作業指示:
[A] 抜粋によると、未経験でカフェを開業する主な方法は何通りありますか。
[B] 抜粋のうち「本記事では、最初に未経験でカ」で始まり「主な方法は以下の4通りです。」で終わる部分を、「全体像」を「概要」に入れ替えて示してください。

抜粋:
═══

カフェを開業するには、いくつかの資格を取得し、時間をかけて準備をしなければなりません。未経験での開業はハードルは高いですが、しっかり準備をすれば成功することも十分可能です。
本記事では、最初に未経験でカフェの開業ができるのかについて触れて、中盤にかけて開業に必要な資格や開業の主な流れについて紹介します。最後までチェックして、カフェの開業までの全体像を頭に入れておきましょう。
この記事の目次
未経験でカフェの開業をするには?
未経験でカフェを開業するには、いくつかの方法があります。主な方法は以下の4通りです。
- ゼロから個人でカフェを開業する
- カフェのスクールに通って開業する
- フランチャイズでカフェを開業する
- 社員としてカフェを開業する
いずれにもメリット・デメリットがあるので、どの方法が自分に適しているかを検討してみましょう。

═══

参照表現ポインティングデータ:

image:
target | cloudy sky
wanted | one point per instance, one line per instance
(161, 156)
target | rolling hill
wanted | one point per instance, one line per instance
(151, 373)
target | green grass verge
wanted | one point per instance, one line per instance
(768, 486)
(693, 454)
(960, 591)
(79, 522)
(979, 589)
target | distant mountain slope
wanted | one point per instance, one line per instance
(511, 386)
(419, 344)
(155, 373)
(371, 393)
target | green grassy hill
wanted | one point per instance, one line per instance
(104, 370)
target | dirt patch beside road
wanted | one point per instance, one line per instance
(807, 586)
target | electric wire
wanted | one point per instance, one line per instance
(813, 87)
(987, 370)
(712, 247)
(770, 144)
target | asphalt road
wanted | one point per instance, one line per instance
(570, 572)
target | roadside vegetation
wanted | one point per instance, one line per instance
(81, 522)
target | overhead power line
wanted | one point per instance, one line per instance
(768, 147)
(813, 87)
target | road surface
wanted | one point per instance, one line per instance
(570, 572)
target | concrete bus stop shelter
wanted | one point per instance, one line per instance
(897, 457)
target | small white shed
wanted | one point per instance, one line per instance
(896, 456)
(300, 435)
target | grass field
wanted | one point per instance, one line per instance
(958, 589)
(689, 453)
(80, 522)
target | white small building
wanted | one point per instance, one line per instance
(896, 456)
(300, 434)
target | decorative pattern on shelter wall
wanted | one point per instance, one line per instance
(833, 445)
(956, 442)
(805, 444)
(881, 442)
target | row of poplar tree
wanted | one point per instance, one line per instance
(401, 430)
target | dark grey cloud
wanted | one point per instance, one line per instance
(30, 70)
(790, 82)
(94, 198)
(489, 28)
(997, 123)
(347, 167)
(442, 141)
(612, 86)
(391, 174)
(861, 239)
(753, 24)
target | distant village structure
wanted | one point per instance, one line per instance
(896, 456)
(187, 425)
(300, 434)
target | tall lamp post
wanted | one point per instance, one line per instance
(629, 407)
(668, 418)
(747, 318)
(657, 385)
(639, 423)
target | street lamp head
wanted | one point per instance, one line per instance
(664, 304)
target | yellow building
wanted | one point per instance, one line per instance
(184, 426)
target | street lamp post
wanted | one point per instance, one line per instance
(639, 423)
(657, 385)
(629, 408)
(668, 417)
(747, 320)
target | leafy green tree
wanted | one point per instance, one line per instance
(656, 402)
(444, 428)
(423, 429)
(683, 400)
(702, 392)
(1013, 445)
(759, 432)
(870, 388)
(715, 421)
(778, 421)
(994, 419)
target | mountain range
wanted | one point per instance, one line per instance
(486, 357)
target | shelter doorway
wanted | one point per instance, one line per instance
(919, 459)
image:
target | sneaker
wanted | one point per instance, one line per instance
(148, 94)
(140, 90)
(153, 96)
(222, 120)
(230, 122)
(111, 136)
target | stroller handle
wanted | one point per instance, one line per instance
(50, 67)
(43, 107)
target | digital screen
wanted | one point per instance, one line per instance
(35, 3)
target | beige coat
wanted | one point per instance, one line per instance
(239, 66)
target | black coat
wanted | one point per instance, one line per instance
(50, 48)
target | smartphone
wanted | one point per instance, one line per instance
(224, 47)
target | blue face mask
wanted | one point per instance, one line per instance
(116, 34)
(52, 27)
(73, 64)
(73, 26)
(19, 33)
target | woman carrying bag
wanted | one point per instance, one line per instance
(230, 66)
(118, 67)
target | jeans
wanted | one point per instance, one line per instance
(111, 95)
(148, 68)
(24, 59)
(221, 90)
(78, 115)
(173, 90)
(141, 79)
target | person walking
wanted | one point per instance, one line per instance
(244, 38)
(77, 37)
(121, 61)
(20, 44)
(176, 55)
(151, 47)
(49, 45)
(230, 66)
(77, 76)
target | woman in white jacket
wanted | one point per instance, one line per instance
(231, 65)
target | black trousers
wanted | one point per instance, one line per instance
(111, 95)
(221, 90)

═══

解答一覧:
[A] 4通りです。

[B]
本記事では、最初に未経験でカフェの開業ができるのかについて触れて、中盤にかけて開業に必要な資格や開業の主な流れについて紹介します。最後までチェックして、カフェの開業までの概要を頭に入れておきましょう。
この記事の目次
未経験でカフェの開業をするには?
未経験でカフェを開業するには、いくつかの方法があります。主な方法は以下の4通りです。